**Material to process:**
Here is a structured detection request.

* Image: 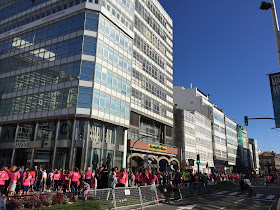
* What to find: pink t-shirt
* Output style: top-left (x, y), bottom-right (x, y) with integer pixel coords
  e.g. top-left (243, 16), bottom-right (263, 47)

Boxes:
top-left (118, 173), bottom-right (128, 184)
top-left (71, 172), bottom-right (80, 182)
top-left (53, 174), bottom-right (61, 180)
top-left (22, 174), bottom-right (33, 186)
top-left (141, 174), bottom-right (150, 185)
top-left (11, 171), bottom-right (20, 182)
top-left (85, 171), bottom-right (92, 178)
top-left (149, 175), bottom-right (157, 183)
top-left (0, 171), bottom-right (9, 185)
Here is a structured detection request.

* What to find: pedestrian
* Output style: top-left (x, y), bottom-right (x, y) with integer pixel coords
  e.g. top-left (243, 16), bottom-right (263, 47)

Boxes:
top-left (22, 170), bottom-right (32, 195)
top-left (0, 167), bottom-right (9, 196)
top-left (9, 166), bottom-right (20, 196)
top-left (265, 176), bottom-right (269, 188)
top-left (85, 167), bottom-right (93, 188)
top-left (53, 170), bottom-right (60, 192)
top-left (71, 168), bottom-right (81, 194)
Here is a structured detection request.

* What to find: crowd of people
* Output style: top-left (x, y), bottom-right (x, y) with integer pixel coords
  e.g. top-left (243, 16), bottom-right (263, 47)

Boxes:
top-left (0, 164), bottom-right (277, 197)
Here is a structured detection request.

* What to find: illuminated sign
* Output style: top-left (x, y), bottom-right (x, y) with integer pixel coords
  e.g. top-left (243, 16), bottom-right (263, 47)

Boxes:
top-left (148, 144), bottom-right (167, 152)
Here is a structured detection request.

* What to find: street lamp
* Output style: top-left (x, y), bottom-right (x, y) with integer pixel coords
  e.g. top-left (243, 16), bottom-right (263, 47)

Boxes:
top-left (260, 0), bottom-right (280, 70)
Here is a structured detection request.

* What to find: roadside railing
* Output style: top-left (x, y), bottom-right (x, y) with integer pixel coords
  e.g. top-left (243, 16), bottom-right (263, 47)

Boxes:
top-left (2, 181), bottom-right (240, 209)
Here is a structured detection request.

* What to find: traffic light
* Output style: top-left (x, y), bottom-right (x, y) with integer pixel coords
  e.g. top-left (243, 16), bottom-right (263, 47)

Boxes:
top-left (260, 2), bottom-right (272, 10)
top-left (244, 116), bottom-right (248, 126)
top-left (196, 154), bottom-right (200, 164)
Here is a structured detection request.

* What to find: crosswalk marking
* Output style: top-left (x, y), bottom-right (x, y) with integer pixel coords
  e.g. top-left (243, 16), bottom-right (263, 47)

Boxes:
top-left (228, 192), bottom-right (238, 196)
top-left (265, 195), bottom-right (275, 200)
top-left (177, 205), bottom-right (197, 210)
top-left (253, 194), bottom-right (263, 199)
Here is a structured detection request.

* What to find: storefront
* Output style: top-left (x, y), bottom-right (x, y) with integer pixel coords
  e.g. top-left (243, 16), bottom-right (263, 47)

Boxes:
top-left (127, 139), bottom-right (179, 173)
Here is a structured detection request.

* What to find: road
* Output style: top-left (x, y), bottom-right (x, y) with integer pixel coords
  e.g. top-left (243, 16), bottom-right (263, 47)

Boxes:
top-left (147, 184), bottom-right (280, 210)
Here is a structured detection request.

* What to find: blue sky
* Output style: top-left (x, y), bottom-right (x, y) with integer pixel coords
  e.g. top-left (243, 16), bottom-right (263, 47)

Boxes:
top-left (159, 0), bottom-right (280, 153)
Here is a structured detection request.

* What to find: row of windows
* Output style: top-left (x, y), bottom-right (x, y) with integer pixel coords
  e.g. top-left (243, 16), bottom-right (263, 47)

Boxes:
top-left (135, 0), bottom-right (167, 42)
top-left (185, 137), bottom-right (196, 148)
top-left (184, 126), bottom-right (195, 136)
top-left (227, 147), bottom-right (237, 155)
top-left (93, 90), bottom-right (130, 120)
top-left (0, 36), bottom-right (83, 74)
top-left (77, 87), bottom-right (93, 108)
top-left (99, 16), bottom-right (132, 53)
top-left (140, 120), bottom-right (160, 137)
top-left (195, 113), bottom-right (211, 128)
top-left (226, 120), bottom-right (236, 130)
top-left (215, 149), bottom-right (227, 158)
top-left (196, 149), bottom-right (213, 161)
top-left (214, 135), bottom-right (226, 145)
top-left (134, 15), bottom-right (167, 56)
top-left (94, 63), bottom-right (131, 97)
top-left (145, 0), bottom-right (168, 29)
top-left (132, 69), bottom-right (168, 101)
top-left (213, 112), bottom-right (224, 124)
top-left (131, 88), bottom-right (169, 118)
top-left (196, 137), bottom-right (212, 149)
top-left (184, 111), bottom-right (194, 124)
top-left (0, 61), bottom-right (80, 94)
top-left (133, 50), bottom-right (166, 85)
top-left (0, 88), bottom-right (78, 117)
top-left (0, 13), bottom-right (85, 55)
top-left (0, 0), bottom-right (49, 22)
top-left (195, 124), bottom-right (212, 138)
top-left (83, 36), bottom-right (97, 56)
top-left (226, 129), bottom-right (237, 138)
top-left (134, 33), bottom-right (165, 69)
top-left (227, 139), bottom-right (238, 147)
top-left (1, 0), bottom-right (87, 34)
top-left (97, 40), bottom-right (132, 75)
top-left (99, 0), bottom-right (133, 31)
top-left (228, 156), bottom-right (236, 163)
top-left (116, 0), bottom-right (134, 15)
top-left (213, 123), bottom-right (225, 134)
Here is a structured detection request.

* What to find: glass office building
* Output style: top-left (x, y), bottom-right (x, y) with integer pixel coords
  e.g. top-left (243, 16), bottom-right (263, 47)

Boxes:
top-left (0, 0), bottom-right (176, 171)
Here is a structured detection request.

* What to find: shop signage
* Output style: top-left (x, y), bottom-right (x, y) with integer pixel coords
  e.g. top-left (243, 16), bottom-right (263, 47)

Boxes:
top-left (148, 144), bottom-right (167, 152)
top-left (215, 165), bottom-right (225, 172)
top-left (13, 142), bottom-right (29, 148)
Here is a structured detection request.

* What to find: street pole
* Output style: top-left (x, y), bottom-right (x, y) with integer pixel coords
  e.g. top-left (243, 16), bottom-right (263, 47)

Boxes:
top-left (270, 0), bottom-right (280, 70)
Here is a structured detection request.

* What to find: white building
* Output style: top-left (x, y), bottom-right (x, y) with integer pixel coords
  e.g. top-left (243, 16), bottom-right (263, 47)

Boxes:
top-left (174, 109), bottom-right (213, 173)
top-left (174, 86), bottom-right (239, 173)
top-left (225, 116), bottom-right (238, 172)
top-left (249, 138), bottom-right (260, 173)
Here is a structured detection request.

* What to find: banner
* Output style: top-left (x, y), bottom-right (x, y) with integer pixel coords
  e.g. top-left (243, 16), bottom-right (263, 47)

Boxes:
top-left (269, 73), bottom-right (280, 127)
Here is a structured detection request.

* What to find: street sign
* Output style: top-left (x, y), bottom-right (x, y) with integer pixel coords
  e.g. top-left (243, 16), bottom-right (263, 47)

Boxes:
top-left (269, 72), bottom-right (280, 127)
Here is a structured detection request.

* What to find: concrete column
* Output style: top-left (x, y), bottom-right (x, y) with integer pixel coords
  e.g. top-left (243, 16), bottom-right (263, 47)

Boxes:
top-left (69, 120), bottom-right (77, 170)
top-left (122, 129), bottom-right (128, 169)
top-left (81, 121), bottom-right (90, 171)
top-left (51, 121), bottom-right (60, 170)
top-left (10, 125), bottom-right (19, 166)
top-left (113, 127), bottom-right (117, 167)
top-left (100, 125), bottom-right (105, 166)
top-left (30, 123), bottom-right (39, 169)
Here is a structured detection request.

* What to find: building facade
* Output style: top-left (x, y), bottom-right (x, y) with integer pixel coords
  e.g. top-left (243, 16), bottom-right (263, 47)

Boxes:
top-left (174, 108), bottom-right (214, 173)
top-left (259, 152), bottom-right (280, 175)
top-left (0, 0), bottom-right (177, 171)
top-left (127, 0), bottom-right (177, 172)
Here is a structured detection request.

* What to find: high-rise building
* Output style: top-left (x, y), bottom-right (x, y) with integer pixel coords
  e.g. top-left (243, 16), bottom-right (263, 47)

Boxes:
top-left (0, 0), bottom-right (177, 171)
top-left (249, 138), bottom-right (260, 174)
top-left (127, 0), bottom-right (178, 172)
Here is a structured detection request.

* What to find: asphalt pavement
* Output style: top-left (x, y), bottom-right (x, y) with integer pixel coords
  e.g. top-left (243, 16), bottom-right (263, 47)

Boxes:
top-left (146, 184), bottom-right (280, 210)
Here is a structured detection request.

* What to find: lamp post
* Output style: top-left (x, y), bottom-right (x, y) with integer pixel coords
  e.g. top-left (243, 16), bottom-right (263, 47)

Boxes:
top-left (260, 0), bottom-right (280, 70)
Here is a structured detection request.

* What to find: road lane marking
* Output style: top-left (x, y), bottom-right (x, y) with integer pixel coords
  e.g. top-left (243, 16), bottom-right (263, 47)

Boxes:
top-left (177, 205), bottom-right (197, 209)
top-left (265, 195), bottom-right (275, 200)
top-left (234, 198), bottom-right (245, 204)
top-left (228, 192), bottom-right (238, 196)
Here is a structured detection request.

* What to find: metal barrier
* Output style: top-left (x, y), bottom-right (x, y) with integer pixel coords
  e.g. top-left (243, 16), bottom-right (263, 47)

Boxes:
top-left (3, 181), bottom-right (239, 209)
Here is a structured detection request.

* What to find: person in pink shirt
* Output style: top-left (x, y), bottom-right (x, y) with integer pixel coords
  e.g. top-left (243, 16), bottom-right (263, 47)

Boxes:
top-left (62, 170), bottom-right (71, 193)
top-left (53, 170), bottom-right (61, 192)
top-left (141, 170), bottom-right (150, 186)
top-left (22, 170), bottom-right (32, 195)
top-left (116, 168), bottom-right (128, 187)
top-left (0, 167), bottom-right (9, 195)
top-left (85, 167), bottom-right (93, 187)
top-left (9, 166), bottom-right (20, 195)
top-left (149, 171), bottom-right (158, 185)
top-left (71, 168), bottom-right (81, 193)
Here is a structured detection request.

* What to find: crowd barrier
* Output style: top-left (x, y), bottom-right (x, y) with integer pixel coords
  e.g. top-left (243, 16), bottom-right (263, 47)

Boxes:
top-left (1, 180), bottom-right (243, 210)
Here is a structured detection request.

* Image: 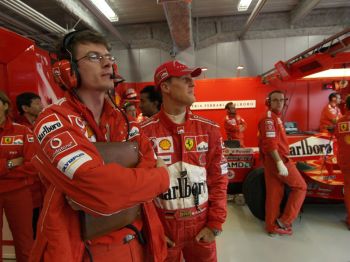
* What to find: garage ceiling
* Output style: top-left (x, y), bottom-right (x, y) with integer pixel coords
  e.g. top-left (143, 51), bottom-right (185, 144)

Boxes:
top-left (0, 0), bottom-right (349, 52)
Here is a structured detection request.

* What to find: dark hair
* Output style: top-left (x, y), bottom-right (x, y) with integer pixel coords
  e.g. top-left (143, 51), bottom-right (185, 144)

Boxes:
top-left (58, 30), bottom-right (111, 61)
top-left (268, 90), bottom-right (285, 100)
top-left (225, 102), bottom-right (234, 110)
top-left (0, 91), bottom-right (11, 116)
top-left (346, 95), bottom-right (350, 110)
top-left (140, 85), bottom-right (162, 110)
top-left (16, 92), bottom-right (41, 115)
top-left (328, 92), bottom-right (338, 102)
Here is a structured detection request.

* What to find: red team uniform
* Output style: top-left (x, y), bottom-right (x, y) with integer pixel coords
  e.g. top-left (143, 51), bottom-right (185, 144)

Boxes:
top-left (0, 118), bottom-right (35, 261)
top-left (224, 114), bottom-right (247, 147)
top-left (29, 92), bottom-right (169, 262)
top-left (141, 108), bottom-right (228, 262)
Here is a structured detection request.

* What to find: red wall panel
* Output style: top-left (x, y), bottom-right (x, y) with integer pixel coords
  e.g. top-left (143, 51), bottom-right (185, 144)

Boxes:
top-left (120, 78), bottom-right (333, 147)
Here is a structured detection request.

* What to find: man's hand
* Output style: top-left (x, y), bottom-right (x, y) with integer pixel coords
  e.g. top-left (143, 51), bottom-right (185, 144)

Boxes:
top-left (10, 157), bottom-right (24, 167)
top-left (276, 160), bottom-right (288, 176)
top-left (195, 227), bottom-right (216, 243)
top-left (165, 236), bottom-right (175, 248)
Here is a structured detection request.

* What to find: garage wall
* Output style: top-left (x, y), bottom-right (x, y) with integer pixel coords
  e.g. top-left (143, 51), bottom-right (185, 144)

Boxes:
top-left (113, 35), bottom-right (328, 82)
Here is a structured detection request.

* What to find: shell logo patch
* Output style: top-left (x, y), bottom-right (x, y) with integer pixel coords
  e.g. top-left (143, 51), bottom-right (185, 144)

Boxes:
top-left (159, 139), bottom-right (171, 150)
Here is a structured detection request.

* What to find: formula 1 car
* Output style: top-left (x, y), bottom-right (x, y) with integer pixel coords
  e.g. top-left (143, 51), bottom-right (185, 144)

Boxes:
top-left (224, 133), bottom-right (344, 220)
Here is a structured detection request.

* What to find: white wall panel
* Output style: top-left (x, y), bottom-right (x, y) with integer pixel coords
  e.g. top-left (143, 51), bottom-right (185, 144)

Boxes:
top-left (239, 39), bottom-right (262, 77)
top-left (285, 36), bottom-right (308, 60)
top-left (195, 45), bottom-right (217, 79)
top-left (262, 38), bottom-right (285, 73)
top-left (216, 42), bottom-right (239, 78)
top-left (139, 48), bottom-right (161, 82)
top-left (308, 35), bottom-right (330, 48)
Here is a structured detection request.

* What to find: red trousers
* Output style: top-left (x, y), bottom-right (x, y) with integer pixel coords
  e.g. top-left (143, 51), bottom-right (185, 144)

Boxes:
top-left (82, 237), bottom-right (145, 262)
top-left (264, 157), bottom-right (307, 232)
top-left (0, 187), bottom-right (33, 262)
top-left (341, 169), bottom-right (350, 225)
top-left (158, 208), bottom-right (217, 262)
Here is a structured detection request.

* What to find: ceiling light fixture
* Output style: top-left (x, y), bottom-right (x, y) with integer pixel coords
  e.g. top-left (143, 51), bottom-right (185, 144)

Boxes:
top-left (201, 67), bottom-right (208, 71)
top-left (237, 65), bottom-right (245, 70)
top-left (303, 68), bottom-right (350, 78)
top-left (237, 0), bottom-right (253, 12)
top-left (89, 0), bottom-right (118, 22)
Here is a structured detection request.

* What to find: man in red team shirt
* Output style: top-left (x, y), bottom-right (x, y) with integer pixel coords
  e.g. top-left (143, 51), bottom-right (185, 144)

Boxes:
top-left (335, 95), bottom-right (350, 230)
top-left (141, 60), bottom-right (228, 262)
top-left (224, 102), bottom-right (247, 147)
top-left (30, 30), bottom-right (169, 262)
top-left (258, 90), bottom-right (306, 236)
top-left (16, 92), bottom-right (45, 239)
top-left (320, 92), bottom-right (342, 133)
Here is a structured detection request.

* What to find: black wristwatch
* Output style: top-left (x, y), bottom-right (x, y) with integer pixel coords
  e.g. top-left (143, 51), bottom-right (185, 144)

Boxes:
top-left (7, 160), bottom-right (14, 169)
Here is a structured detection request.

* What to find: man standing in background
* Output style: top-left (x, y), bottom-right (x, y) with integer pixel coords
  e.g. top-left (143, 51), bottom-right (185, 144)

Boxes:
top-left (335, 95), bottom-right (350, 230)
top-left (258, 90), bottom-right (306, 236)
top-left (224, 102), bottom-right (247, 147)
top-left (15, 92), bottom-right (44, 239)
top-left (320, 92), bottom-right (342, 133)
top-left (139, 85), bottom-right (162, 118)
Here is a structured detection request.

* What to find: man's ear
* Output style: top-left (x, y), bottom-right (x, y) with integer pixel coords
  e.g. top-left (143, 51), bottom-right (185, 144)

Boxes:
top-left (22, 105), bottom-right (30, 113)
top-left (160, 81), bottom-right (170, 94)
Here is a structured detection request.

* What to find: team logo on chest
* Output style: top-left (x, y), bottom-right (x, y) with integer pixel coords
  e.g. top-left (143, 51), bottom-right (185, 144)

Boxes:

**Exercise:**
In the entries above, count every line containing the word "street". Write only the total.

**Solution for this task:**
3